From the records below, copy out each line that has the word "arch".

[Start of section]

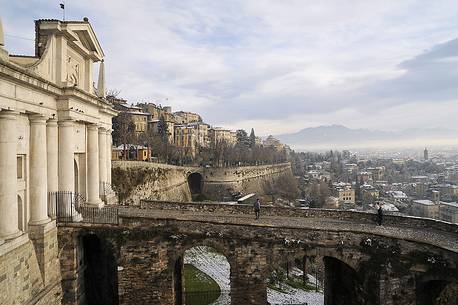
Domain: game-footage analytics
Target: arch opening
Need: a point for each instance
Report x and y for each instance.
(295, 278)
(100, 274)
(195, 184)
(341, 283)
(202, 277)
(436, 292)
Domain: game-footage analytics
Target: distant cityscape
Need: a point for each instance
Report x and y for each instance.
(424, 187)
(158, 134)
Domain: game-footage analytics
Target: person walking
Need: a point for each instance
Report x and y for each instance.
(257, 208)
(379, 214)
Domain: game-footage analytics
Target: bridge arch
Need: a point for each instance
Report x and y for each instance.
(100, 274)
(342, 285)
(211, 286)
(195, 181)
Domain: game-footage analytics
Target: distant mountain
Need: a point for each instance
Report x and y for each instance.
(338, 136)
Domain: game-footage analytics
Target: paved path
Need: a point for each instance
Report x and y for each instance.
(441, 239)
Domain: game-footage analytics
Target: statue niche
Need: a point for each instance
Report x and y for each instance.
(73, 71)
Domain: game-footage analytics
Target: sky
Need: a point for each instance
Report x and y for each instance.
(275, 65)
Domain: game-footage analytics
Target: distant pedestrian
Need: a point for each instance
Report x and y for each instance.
(257, 208)
(379, 214)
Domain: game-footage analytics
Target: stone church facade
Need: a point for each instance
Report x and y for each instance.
(55, 138)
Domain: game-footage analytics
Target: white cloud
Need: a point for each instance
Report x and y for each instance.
(270, 64)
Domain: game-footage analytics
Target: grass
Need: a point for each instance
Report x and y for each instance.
(200, 289)
(197, 281)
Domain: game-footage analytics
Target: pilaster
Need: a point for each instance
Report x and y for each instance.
(38, 171)
(8, 176)
(93, 166)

[End of section]

● RESPONSE BELOW:
Target: arch opening
Target: bridge arch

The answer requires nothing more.